Document excerpt:
┄┄┄┄┄┄
We review the latest issues related to refugees, including South Sudanese fleeing to Uganda, an attack on Hazara refugees detained in Australia’s Manus facility and children stranded in migrant camps in Calais, France.

Published on Aug. 15, 2016 Read time Approx. 2 minutes

Thousands Flee From War in South Sudan Into Uganda

Since South Sudan’s peace deal collapsed last month, some 70,000 people have poured over the border into neighboring Uganda.

The rapid influx of refugees is straining the capacity of aid agencies, whose work in the region was already underfunded, humanitarian workers say.

“In all my career, I’ve never had a situation where we were receiving over 8,000 refugees a day and international media had not picked up on it,” the Lutheran World Federation’s Jesse Kamstra told Voice of America. “No international attention, no additional funds.”

The refugees are living in poor conditions in overcrowded camps, and the United Nations is concerned about potential disease outbreaks.

Uganda has one of the largest refugee populations in the world – half a million refugees already live in the country.

South Sudan’s two-year civil war reignited in early July. Refugees arriving in Uganda told U.N. officials of a renewed wave of killings, sexual violence and child abductions.

Aid groups expect a further 80,000 South Sudanese to reach Uganda by the end of the year.

Refugees Detained in Australian Offshore Center Attacked by Locals

Two refugees detained in an Australian-run facility on Manus island, Papua New Guinea, were violently attacked by a group of local men last week, a human rights group said.

The two men were surrounded, robbed and beaten with an iron bar on August 10, according to human rights lawyer Daniel Webb and freelance photojournalist Matthew Abbott, who captured the aftermath of the attack.

The men are members of Afghanistan’s persecuted Hazara minority. Refugees who try to enter Australia by boat are detained and barred from resettlement in Australia.
┄┄┄┄┄┄
Data for review:
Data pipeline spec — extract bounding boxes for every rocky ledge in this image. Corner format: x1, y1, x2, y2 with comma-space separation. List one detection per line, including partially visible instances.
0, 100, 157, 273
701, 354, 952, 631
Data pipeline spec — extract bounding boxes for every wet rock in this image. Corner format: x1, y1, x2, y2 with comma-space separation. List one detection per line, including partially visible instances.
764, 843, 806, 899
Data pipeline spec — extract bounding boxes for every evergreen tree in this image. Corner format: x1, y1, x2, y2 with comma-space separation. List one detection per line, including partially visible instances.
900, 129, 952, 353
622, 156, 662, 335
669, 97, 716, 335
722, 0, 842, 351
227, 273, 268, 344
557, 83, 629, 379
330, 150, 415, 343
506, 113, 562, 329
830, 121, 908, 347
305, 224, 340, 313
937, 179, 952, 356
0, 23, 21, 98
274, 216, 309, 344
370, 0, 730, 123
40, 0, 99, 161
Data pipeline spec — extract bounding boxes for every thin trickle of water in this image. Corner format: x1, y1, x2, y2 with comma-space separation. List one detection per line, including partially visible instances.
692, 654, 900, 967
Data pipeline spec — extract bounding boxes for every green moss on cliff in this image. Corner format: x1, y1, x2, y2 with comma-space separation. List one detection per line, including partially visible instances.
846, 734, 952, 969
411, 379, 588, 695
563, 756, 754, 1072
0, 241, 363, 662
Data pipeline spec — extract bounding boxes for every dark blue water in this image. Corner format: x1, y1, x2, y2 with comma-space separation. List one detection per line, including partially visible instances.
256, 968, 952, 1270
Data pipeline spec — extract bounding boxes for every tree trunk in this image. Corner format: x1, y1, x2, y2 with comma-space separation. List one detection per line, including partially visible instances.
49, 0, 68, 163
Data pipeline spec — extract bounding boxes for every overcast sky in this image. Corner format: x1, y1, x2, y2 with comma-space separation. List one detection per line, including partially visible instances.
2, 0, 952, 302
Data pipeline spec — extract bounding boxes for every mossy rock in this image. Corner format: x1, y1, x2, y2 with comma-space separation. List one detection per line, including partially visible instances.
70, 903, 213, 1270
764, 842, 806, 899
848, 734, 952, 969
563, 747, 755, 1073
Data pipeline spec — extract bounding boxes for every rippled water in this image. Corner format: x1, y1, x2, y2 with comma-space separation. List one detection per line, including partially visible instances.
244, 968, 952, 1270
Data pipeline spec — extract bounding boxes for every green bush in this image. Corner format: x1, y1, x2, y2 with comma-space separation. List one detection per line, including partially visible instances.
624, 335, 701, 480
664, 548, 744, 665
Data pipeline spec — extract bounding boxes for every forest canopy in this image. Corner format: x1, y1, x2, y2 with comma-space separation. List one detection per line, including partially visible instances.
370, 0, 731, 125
┄┄┄┄┄┄
Task:
Continue the refugee news roundup from its final sentence, keeping the same news-report style.

Exercise result:
News of the incident came days after the Guardian newspaper published more than 2,000 leaked documents detailing abuse at Australia’s other detention facility, on Nauru island.

Advocacy groups say local hostility toward refugees in Manus has increased since Papua New Guinea’s supreme court ruling in April that the detention center was illegal, leaving the detainees in legal limbo.

Child Refugees Promised Entry to U.K. Stranded In Calais

Refugee children who have a legal right to come to the U.K. have been left stranded in migrant camps in northern France, British opposition politician Yvette Cooper says.

More than 200 children living in the camps in Calais should be reunited with their families in Britain under the European Union’s Dublin regulation, but the U.K. has only admitted 40 of them.

A further 200 children in Calais should be admitted to the U.K. under Britain’s Dubs amendment on unaccompanied child refugees, but only 30 children have been accepted since May.

“At the current rate of progress it would take over a year to reunite every child with their family,” Cooper wrote in a letter to Britain’s home scretary.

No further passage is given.